Text provided
........

A Deep Learning-Based Approach to Reduce Rescan and Recall Rates in Clinical MRI Examinations

A Sreekumari  1 D Shanbhag  1 D Yeo  2 T Foo  2 J Pilitsis  3 J Polzin  4 U Patil  1 A Coblentz  5 A Kapadia  5 J Khinda  5 A Boutet  5 J Port  6 I Hancu  7
Affiliations

A Deep Learning-Based Approach to Reduce Rescan and Recall Rates in Clinical MRI Examinations

A Sreekumari et al. AJNR Am J Neuroradiol. 2019 Feb.

Abstract

Background and purpose: MR imaging rescans and recalls can create large hospital revenue loss. The purpose of this study was to develop a fast, automated method for assessing rescan need in motion-corrupted brain series.

Materials and methods: A deep learning-based approach was developed, outputting a probability for a series to be clinically useful. Comparison of this per-series probability with a threshold, which can depend on scan indication and reading radiologist, determines whether a series needs to be rescanned. The deep learning classification performance was compared with that of 4 technologists and 5 radiologists in 49 test series with low and moderate motion artifacts. These series were assumed to be scanned for 2 scan indications: screening for multiple sclerosis and stroke.

........

Dataset entries
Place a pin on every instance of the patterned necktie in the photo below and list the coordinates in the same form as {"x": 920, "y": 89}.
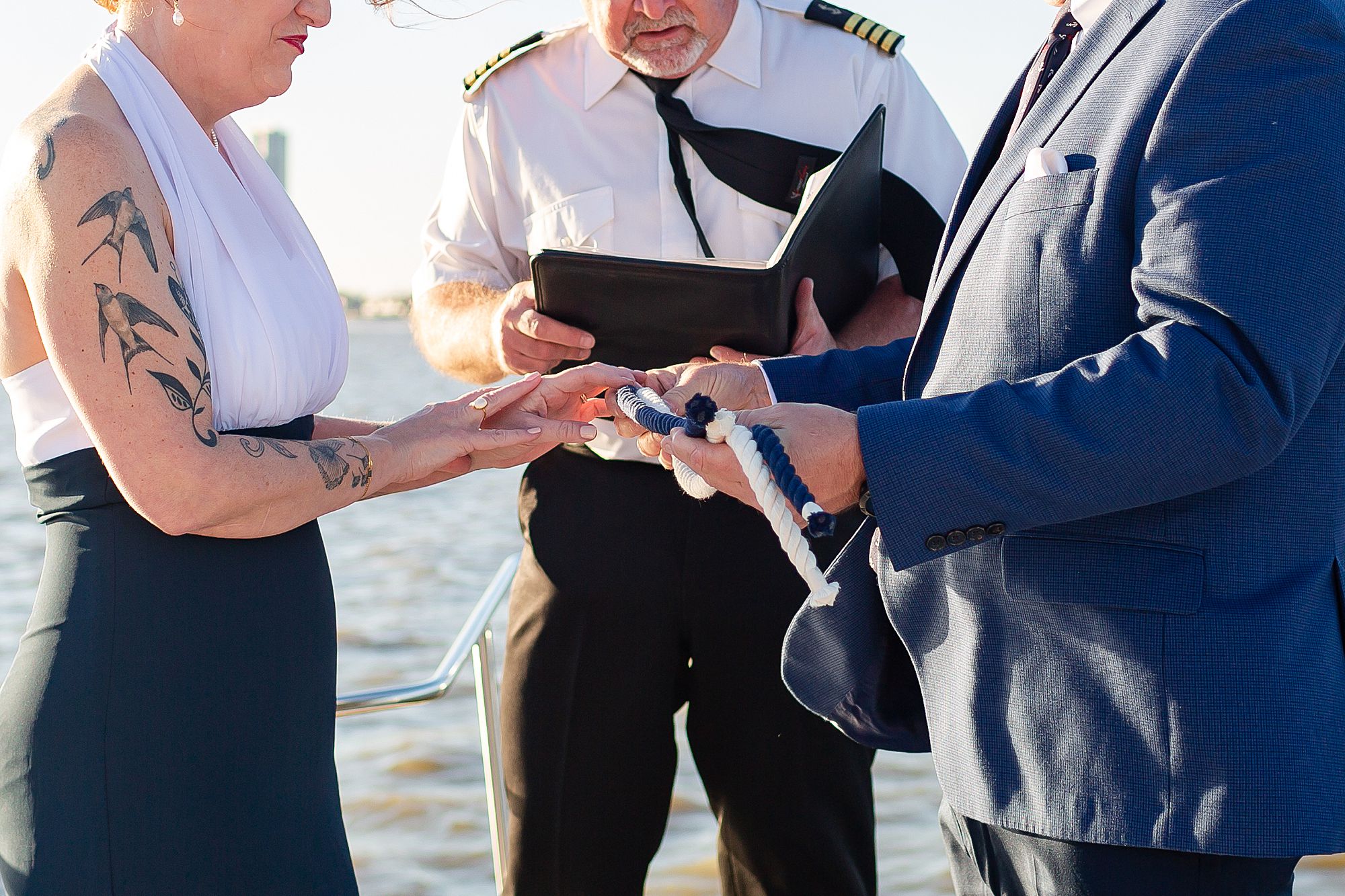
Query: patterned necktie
{"x": 1050, "y": 63}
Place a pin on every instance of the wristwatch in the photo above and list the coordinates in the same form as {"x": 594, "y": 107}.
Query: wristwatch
{"x": 867, "y": 501}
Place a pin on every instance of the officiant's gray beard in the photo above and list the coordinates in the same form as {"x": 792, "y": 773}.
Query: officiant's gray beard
{"x": 672, "y": 63}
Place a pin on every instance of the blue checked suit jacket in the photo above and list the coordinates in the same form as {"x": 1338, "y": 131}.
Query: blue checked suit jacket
{"x": 1109, "y": 474}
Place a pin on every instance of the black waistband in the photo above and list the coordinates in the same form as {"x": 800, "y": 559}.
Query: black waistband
{"x": 80, "y": 481}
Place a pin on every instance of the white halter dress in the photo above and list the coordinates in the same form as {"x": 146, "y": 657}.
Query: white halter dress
{"x": 270, "y": 314}
{"x": 167, "y": 724}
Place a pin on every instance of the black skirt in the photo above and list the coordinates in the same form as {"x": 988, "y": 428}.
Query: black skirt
{"x": 167, "y": 727}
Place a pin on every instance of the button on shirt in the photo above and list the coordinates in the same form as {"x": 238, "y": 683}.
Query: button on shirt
{"x": 564, "y": 149}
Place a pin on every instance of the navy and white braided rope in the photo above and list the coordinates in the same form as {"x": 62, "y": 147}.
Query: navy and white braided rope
{"x": 765, "y": 463}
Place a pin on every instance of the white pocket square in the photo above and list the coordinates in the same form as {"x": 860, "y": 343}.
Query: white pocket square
{"x": 1043, "y": 163}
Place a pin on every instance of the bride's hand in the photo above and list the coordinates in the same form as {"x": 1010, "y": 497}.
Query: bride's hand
{"x": 564, "y": 404}
{"x": 446, "y": 440}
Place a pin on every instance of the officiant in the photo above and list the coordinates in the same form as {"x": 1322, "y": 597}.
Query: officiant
{"x": 669, "y": 130}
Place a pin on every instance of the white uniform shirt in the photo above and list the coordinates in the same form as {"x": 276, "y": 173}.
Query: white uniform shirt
{"x": 563, "y": 147}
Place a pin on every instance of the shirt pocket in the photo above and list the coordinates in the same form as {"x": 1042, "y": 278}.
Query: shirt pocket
{"x": 579, "y": 220}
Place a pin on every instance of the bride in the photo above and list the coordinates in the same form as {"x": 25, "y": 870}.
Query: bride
{"x": 169, "y": 338}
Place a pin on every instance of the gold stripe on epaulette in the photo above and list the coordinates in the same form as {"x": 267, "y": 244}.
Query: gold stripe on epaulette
{"x": 500, "y": 58}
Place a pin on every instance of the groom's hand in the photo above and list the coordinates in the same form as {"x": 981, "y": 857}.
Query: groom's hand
{"x": 732, "y": 385}
{"x": 824, "y": 444}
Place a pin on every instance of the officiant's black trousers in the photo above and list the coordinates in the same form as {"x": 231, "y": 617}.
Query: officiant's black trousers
{"x": 633, "y": 600}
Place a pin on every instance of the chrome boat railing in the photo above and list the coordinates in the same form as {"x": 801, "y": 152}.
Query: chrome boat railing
{"x": 474, "y": 641}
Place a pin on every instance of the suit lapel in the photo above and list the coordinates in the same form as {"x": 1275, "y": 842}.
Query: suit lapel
{"x": 1096, "y": 50}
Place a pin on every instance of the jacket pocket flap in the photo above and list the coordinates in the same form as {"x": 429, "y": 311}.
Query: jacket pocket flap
{"x": 1129, "y": 575}
{"x": 1052, "y": 192}
{"x": 571, "y": 221}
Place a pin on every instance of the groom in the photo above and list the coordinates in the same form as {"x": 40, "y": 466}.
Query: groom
{"x": 1102, "y": 576}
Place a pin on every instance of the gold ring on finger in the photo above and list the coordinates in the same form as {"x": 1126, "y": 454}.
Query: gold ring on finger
{"x": 482, "y": 403}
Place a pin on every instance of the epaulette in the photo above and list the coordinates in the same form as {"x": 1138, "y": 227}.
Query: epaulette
{"x": 882, "y": 37}
{"x": 475, "y": 79}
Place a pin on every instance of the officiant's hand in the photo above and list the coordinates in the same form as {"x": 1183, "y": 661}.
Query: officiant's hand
{"x": 824, "y": 444}
{"x": 810, "y": 338}
{"x": 527, "y": 341}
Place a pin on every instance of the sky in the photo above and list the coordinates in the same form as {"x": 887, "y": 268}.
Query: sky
{"x": 375, "y": 106}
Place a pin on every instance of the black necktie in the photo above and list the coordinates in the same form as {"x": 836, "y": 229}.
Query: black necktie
{"x": 773, "y": 171}
{"x": 666, "y": 106}
{"x": 1050, "y": 61}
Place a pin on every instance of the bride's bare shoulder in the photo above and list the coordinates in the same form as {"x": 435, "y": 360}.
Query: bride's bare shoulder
{"x": 76, "y": 134}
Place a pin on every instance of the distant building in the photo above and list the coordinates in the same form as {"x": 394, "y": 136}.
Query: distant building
{"x": 271, "y": 145}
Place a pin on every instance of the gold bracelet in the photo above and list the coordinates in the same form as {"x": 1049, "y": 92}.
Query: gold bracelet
{"x": 369, "y": 466}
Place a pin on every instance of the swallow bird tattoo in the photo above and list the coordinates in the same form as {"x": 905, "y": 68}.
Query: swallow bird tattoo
{"x": 50, "y": 162}
{"x": 122, "y": 314}
{"x": 127, "y": 218}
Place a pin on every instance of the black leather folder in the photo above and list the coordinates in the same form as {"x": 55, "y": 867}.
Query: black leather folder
{"x": 648, "y": 313}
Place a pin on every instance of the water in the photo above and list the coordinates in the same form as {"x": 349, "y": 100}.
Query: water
{"x": 408, "y": 568}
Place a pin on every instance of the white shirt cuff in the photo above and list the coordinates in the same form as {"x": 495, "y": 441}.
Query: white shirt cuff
{"x": 770, "y": 389}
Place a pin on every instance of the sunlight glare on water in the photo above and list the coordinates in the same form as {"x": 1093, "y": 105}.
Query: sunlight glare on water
{"x": 408, "y": 568}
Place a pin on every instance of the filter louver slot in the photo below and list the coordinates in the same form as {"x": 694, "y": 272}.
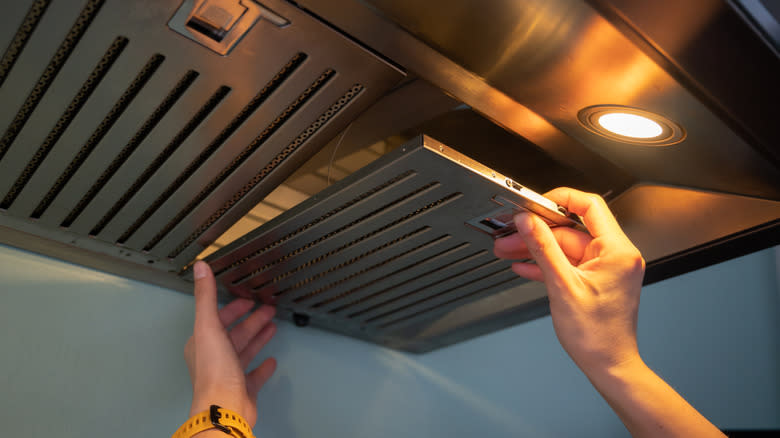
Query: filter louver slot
{"x": 47, "y": 77}
{"x": 446, "y": 304}
{"x": 234, "y": 124}
{"x": 157, "y": 115}
{"x": 163, "y": 156}
{"x": 238, "y": 160}
{"x": 460, "y": 271}
{"x": 341, "y": 265}
{"x": 352, "y": 202}
{"x": 391, "y": 267}
{"x": 405, "y": 254}
{"x": 341, "y": 229}
{"x": 81, "y": 97}
{"x": 129, "y": 149}
{"x": 17, "y": 44}
{"x": 105, "y": 125}
{"x": 272, "y": 165}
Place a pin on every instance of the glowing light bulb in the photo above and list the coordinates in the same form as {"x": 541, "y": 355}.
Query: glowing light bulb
{"x": 630, "y": 125}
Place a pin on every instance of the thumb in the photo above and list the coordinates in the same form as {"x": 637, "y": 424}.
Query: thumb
{"x": 543, "y": 247}
{"x": 206, "y": 312}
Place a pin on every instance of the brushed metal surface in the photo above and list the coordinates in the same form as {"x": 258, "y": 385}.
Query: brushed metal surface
{"x": 516, "y": 62}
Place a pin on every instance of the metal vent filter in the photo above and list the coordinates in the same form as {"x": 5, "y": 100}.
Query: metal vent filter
{"x": 127, "y": 147}
{"x": 385, "y": 255}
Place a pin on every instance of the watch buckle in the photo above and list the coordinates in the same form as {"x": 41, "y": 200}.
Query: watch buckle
{"x": 214, "y": 416}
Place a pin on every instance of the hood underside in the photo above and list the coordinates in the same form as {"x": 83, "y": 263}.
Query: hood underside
{"x": 139, "y": 136}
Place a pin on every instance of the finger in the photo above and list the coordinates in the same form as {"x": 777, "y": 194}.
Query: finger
{"x": 205, "y": 292}
{"x": 544, "y": 248}
{"x": 257, "y": 377}
{"x": 530, "y": 271}
{"x": 234, "y": 310}
{"x": 594, "y": 210}
{"x": 244, "y": 331}
{"x": 256, "y": 344}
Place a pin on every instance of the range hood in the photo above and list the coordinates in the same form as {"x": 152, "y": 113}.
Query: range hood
{"x": 138, "y": 136}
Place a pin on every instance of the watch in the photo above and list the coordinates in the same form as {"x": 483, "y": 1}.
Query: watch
{"x": 218, "y": 418}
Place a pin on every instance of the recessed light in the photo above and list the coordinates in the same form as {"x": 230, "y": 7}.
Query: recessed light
{"x": 631, "y": 125}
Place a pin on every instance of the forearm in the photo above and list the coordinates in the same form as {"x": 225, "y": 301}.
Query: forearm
{"x": 213, "y": 433}
{"x": 647, "y": 405}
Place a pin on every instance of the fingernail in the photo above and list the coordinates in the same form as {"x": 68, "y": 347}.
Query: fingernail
{"x": 200, "y": 270}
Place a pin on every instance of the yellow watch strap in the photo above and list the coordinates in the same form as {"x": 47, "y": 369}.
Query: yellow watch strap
{"x": 216, "y": 417}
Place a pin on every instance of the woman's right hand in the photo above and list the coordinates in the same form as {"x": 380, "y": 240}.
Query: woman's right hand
{"x": 593, "y": 281}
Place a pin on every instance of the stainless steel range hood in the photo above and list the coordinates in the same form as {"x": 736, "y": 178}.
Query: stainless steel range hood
{"x": 137, "y": 134}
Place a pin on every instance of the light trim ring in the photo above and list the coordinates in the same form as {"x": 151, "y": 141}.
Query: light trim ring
{"x": 659, "y": 131}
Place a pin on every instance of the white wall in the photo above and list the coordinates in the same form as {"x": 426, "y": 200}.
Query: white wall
{"x": 85, "y": 354}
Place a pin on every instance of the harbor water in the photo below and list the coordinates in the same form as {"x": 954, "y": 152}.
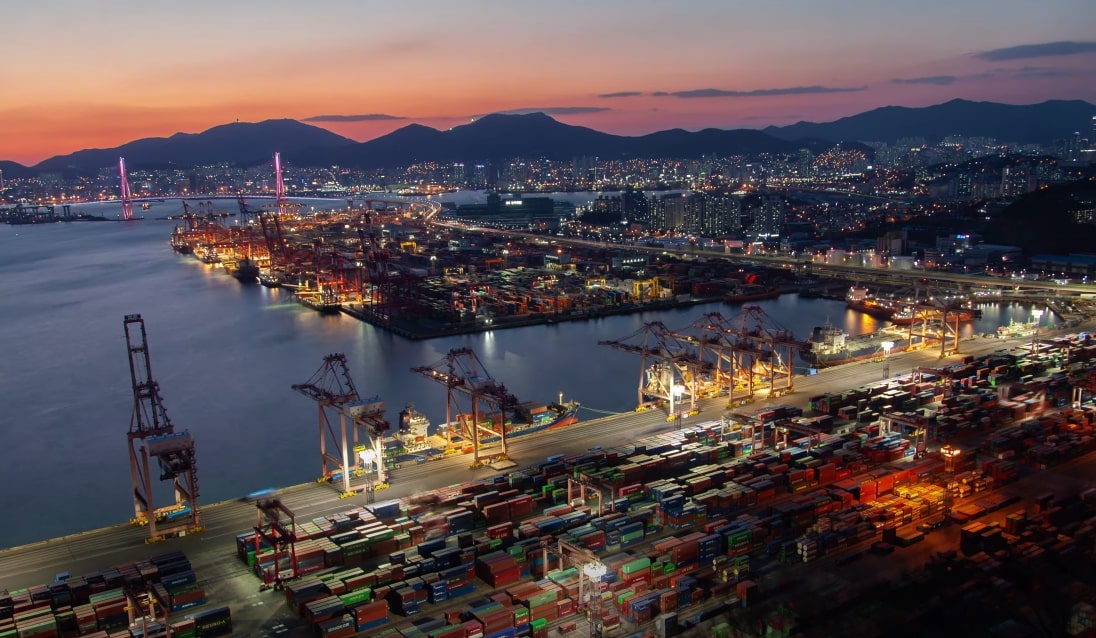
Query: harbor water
{"x": 225, "y": 356}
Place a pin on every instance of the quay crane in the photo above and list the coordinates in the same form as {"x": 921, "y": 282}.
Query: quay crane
{"x": 276, "y": 525}
{"x": 377, "y": 292}
{"x": 670, "y": 369}
{"x": 463, "y": 374}
{"x": 332, "y": 388}
{"x": 931, "y": 306}
{"x": 751, "y": 349}
{"x": 151, "y": 435}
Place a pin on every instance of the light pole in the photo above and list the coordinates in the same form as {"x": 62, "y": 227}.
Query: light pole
{"x": 595, "y": 570}
{"x": 1035, "y": 340}
{"x": 676, "y": 390}
{"x": 367, "y": 457}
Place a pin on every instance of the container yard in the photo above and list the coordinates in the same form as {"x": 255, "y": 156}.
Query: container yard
{"x": 379, "y": 262}
{"x": 748, "y": 520}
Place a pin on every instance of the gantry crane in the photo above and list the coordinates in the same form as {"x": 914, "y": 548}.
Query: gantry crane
{"x": 464, "y": 376}
{"x": 276, "y": 525}
{"x": 152, "y": 436}
{"x": 752, "y": 351}
{"x": 332, "y": 388}
{"x": 933, "y": 308}
{"x": 375, "y": 289}
{"x": 670, "y": 368}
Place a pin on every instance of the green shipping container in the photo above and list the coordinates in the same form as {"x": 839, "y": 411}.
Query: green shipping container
{"x": 362, "y": 595}
{"x": 638, "y": 565}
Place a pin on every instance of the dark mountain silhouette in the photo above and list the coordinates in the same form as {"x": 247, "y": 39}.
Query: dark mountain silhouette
{"x": 1028, "y": 123}
{"x": 500, "y": 137}
{"x": 12, "y": 170}
{"x": 1046, "y": 220}
{"x": 243, "y": 144}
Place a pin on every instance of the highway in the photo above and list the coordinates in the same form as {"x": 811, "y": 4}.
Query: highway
{"x": 227, "y": 580}
{"x": 883, "y": 275}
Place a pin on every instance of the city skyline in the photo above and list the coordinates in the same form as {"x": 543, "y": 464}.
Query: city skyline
{"x": 627, "y": 68}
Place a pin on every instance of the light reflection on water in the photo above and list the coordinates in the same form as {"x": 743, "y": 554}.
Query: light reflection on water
{"x": 226, "y": 355}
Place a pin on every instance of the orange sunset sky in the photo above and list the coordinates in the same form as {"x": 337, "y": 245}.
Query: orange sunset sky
{"x": 94, "y": 75}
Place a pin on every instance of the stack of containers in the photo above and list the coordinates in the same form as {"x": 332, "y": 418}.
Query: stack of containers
{"x": 212, "y": 623}
{"x": 539, "y": 597}
{"x": 498, "y": 569}
{"x": 494, "y": 619}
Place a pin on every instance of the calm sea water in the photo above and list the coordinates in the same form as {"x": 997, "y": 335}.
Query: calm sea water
{"x": 225, "y": 356}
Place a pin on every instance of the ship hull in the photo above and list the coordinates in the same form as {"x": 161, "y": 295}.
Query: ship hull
{"x": 758, "y": 296}
{"x": 905, "y": 320}
{"x": 830, "y": 346}
{"x": 877, "y": 311}
{"x": 564, "y": 419}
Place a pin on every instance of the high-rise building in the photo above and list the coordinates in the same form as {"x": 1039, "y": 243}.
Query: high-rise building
{"x": 768, "y": 218}
{"x": 806, "y": 159}
{"x": 673, "y": 211}
{"x": 720, "y": 216}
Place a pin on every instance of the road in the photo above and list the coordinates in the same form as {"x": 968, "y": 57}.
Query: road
{"x": 227, "y": 580}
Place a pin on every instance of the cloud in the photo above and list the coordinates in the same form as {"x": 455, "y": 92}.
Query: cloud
{"x": 1041, "y": 72}
{"x": 555, "y": 110}
{"x": 926, "y": 80}
{"x": 1037, "y": 50}
{"x": 761, "y": 92}
{"x": 365, "y": 117}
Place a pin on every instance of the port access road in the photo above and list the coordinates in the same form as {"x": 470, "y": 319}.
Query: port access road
{"x": 227, "y": 580}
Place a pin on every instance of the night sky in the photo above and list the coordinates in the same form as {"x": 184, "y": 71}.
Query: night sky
{"x": 92, "y": 75}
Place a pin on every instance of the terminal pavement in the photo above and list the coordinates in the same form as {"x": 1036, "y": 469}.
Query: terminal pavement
{"x": 228, "y": 581}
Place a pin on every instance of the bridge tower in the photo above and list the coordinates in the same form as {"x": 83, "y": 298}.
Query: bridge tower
{"x": 125, "y": 194}
{"x": 152, "y": 436}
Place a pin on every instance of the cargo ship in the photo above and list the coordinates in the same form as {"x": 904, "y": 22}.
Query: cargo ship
{"x": 326, "y": 302}
{"x": 527, "y": 419}
{"x": 1017, "y": 330}
{"x": 751, "y": 293}
{"x": 862, "y": 300}
{"x": 246, "y": 271}
{"x": 829, "y": 345}
{"x": 908, "y": 315}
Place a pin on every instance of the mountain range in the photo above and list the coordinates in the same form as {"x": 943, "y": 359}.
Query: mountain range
{"x": 498, "y": 137}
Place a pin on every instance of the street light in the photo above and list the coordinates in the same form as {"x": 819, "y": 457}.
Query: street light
{"x": 367, "y": 456}
{"x": 595, "y": 570}
{"x": 1038, "y": 319}
{"x": 675, "y": 395}
{"x": 888, "y": 345}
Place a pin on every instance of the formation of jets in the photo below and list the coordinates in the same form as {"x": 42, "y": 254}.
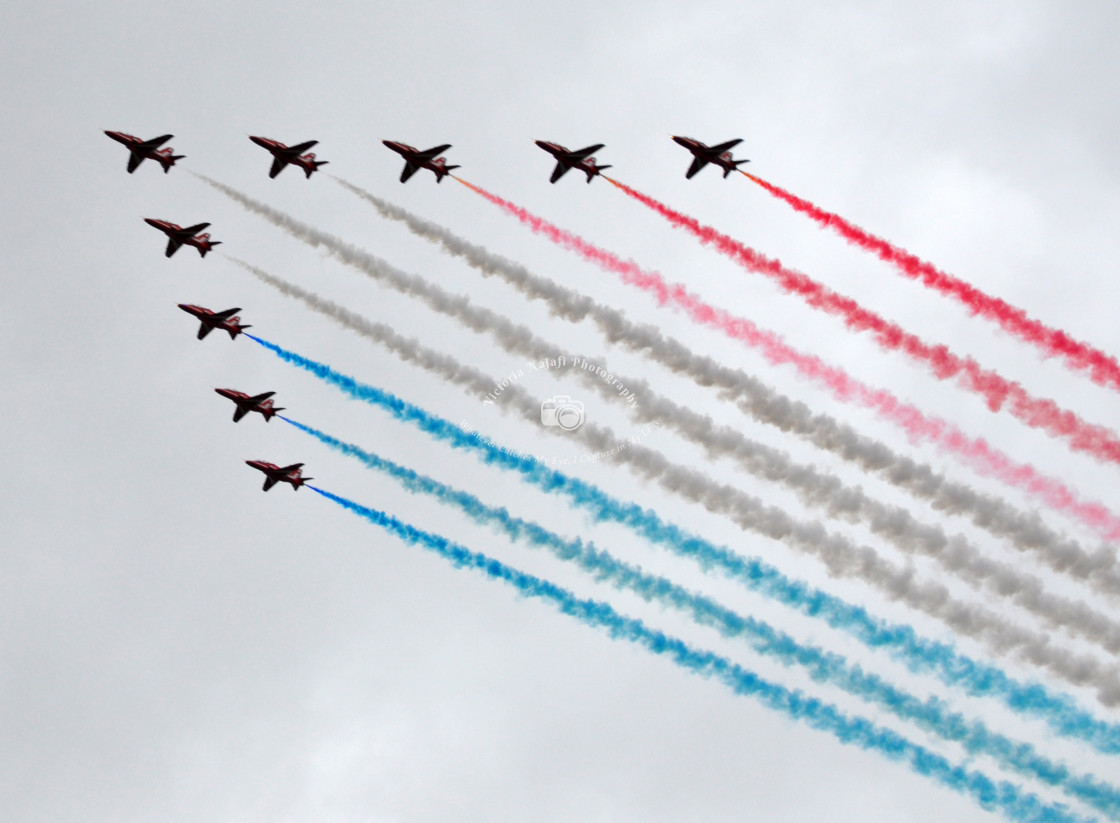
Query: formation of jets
{"x": 298, "y": 155}
{"x": 414, "y": 159}
{"x": 178, "y": 236}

........

Tasks
**1.** Translate this sentence from the MRI abstract into Spanish: "MR imaging rescans and recalls can create large hospital revenue loss."
**2.** Please copy the MRI abstract word for word, beginning at the words "A Sreekumari et al." and stopping after "motion-corrupted brain series.".
**3.** According to the MRI abstract, the deep learning classification performance was compared with that of how many technologists and how many radiologists?
The records are separate from the MRI abstract.

Solutions to each task
**1.** Los reescaneos y las rellamadas de resonancia magnética pueden generar grandes pérdidas de ingresos para los hospitales.

**2.**
A Sreekumari et al. AJNR Am J Neuroradiol. 2019 Feb.

Abstract

Background and purpose: MR imaging rescans and recalls can create large hospital revenue loss. The purpose of this study was to develop a fast, automated method for assessing rescan need in motion-corrupted brain series.

**3.** 4 technologists and 5 radiologists.